— Exercise —
List every line of the items below that contains the string "green". Matching is case-sensitive.

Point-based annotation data

---*---

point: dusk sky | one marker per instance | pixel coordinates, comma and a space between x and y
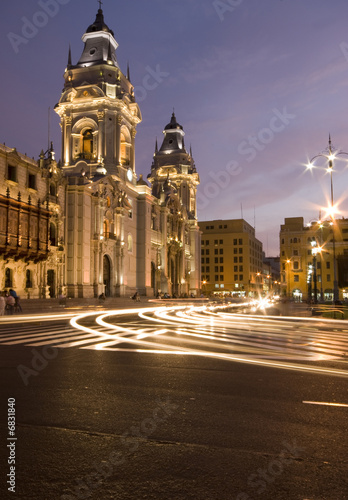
258, 85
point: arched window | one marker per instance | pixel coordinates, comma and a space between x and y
53, 234
106, 228
87, 144
130, 243
8, 278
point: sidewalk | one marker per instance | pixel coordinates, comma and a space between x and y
39, 306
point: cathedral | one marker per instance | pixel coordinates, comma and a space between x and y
88, 225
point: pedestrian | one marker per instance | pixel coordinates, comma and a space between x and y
2, 304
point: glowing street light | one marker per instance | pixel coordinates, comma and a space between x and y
329, 154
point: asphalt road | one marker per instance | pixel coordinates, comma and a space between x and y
210, 408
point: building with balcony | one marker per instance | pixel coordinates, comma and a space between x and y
231, 259
307, 258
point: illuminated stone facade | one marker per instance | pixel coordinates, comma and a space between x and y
307, 259
87, 226
31, 224
122, 235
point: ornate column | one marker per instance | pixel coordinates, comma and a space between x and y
118, 140
101, 116
67, 140
132, 151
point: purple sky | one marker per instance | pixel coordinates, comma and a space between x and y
230, 69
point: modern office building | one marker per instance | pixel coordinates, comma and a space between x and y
89, 225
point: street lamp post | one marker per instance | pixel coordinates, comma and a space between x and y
330, 154
314, 253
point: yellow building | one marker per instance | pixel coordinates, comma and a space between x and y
231, 258
307, 259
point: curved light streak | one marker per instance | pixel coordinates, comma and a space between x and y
206, 331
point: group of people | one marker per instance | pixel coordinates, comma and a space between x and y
9, 303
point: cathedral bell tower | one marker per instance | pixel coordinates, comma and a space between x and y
97, 108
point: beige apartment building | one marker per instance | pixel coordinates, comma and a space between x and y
307, 259
231, 259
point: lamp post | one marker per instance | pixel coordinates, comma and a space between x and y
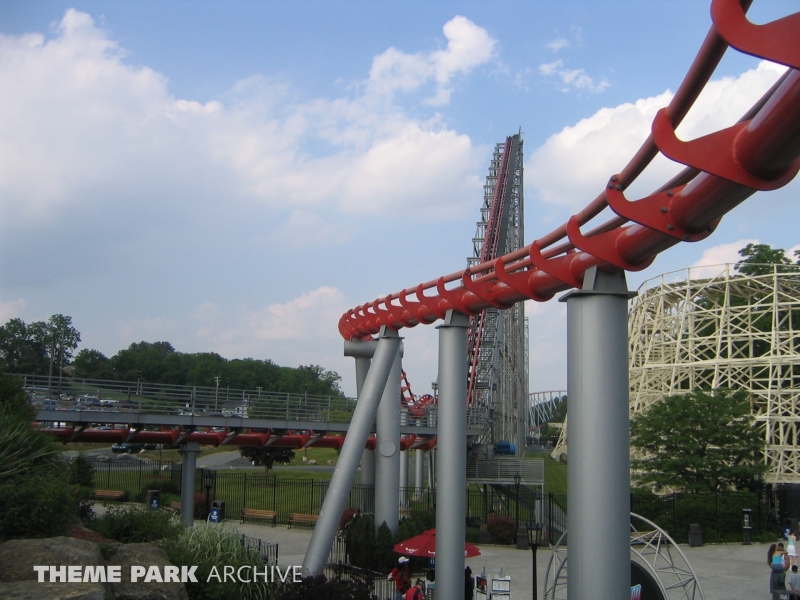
521, 539
534, 539
208, 483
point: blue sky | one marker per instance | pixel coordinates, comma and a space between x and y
232, 176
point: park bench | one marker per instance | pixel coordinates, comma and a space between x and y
301, 518
174, 507
254, 513
109, 495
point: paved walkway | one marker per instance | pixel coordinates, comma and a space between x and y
725, 571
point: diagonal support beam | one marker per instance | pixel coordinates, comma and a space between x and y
347, 465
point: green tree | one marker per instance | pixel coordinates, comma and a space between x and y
92, 364
759, 258
267, 455
62, 339
697, 442
23, 348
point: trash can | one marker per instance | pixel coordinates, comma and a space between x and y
695, 535
217, 514
788, 526
747, 525
153, 499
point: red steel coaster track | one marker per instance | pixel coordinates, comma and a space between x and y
760, 152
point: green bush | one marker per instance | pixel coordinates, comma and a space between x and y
361, 542
37, 506
81, 472
502, 529
133, 525
384, 544
208, 545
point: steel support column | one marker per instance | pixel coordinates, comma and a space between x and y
346, 467
452, 449
419, 469
189, 451
599, 462
387, 457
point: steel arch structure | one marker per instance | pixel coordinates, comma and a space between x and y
731, 330
652, 548
497, 339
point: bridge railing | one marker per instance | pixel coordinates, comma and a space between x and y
68, 393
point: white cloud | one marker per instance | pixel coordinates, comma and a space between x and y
573, 165
709, 264
12, 309
468, 46
84, 133
572, 79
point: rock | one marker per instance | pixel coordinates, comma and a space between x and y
33, 590
18, 556
144, 555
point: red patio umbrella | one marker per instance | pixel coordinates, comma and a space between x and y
424, 544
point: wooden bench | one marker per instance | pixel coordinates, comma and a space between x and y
109, 495
301, 518
254, 513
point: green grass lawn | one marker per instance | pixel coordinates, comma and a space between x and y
555, 473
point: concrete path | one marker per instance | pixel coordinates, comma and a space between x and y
725, 571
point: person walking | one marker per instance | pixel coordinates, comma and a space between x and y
416, 592
793, 581
776, 557
401, 575
469, 584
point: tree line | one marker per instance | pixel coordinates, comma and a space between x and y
48, 348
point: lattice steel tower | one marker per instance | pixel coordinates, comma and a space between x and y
498, 339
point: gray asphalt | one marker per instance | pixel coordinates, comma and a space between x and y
725, 571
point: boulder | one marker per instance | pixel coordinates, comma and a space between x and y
143, 555
19, 556
32, 590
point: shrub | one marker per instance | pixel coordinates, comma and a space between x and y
384, 552
42, 505
361, 542
133, 525
200, 511
502, 529
81, 472
208, 545
320, 588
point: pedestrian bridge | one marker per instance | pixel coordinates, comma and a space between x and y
175, 414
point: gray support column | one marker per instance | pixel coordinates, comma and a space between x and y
347, 466
452, 449
368, 456
419, 468
189, 451
432, 468
403, 463
599, 441
387, 457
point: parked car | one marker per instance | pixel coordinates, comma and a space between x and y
126, 448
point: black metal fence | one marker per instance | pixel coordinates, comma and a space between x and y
492, 511
719, 515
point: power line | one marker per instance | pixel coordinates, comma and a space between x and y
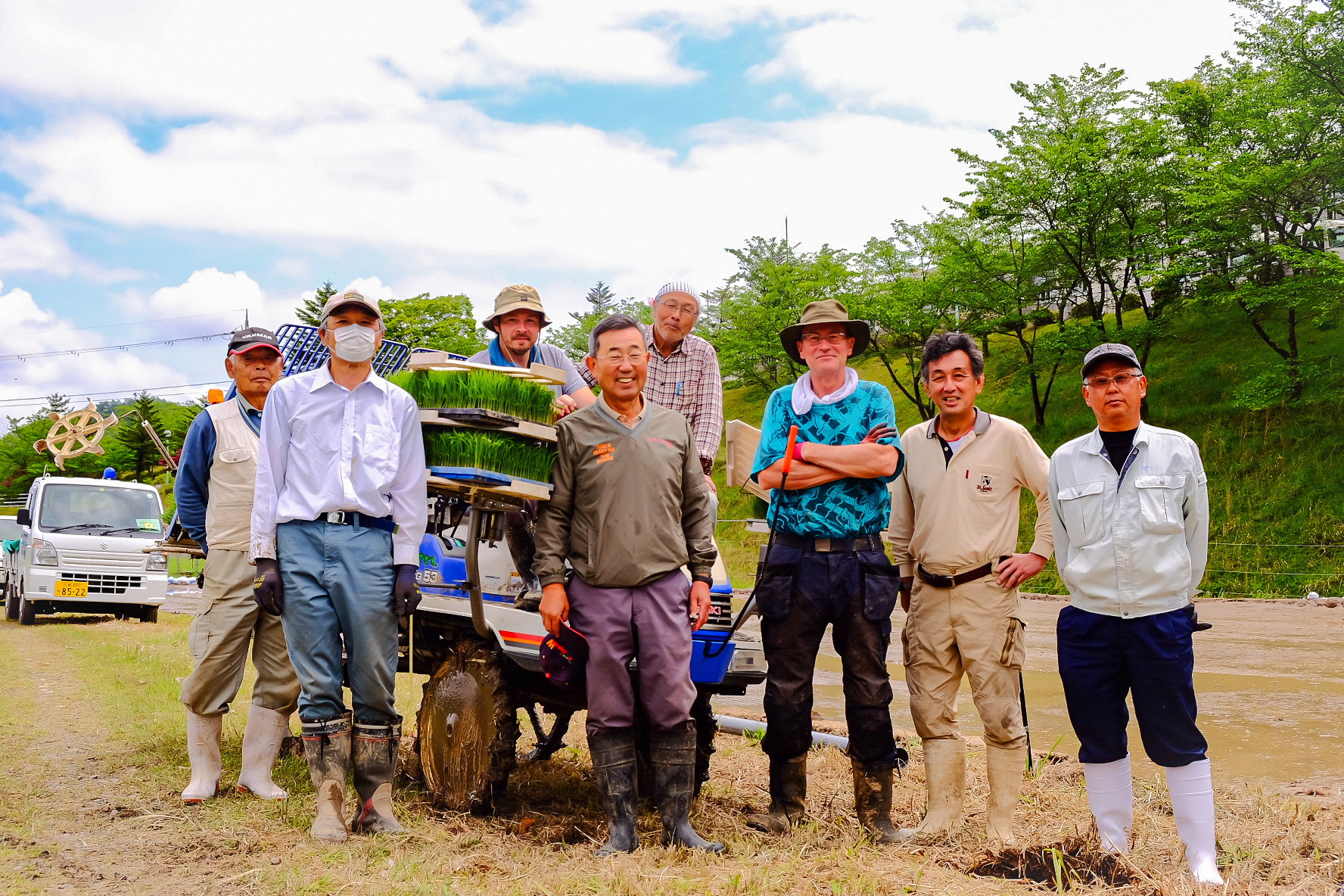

---*---

— Result for this exercise —
point: green tree | one marker per instance | pixel coordinates, comma and a space between x and y
point: green bush | one marker per instance | pixel coordinates, comma and a space between x and y
point: green grass lawn | one marker per instance | pixel coordinates, comma and a space between x and y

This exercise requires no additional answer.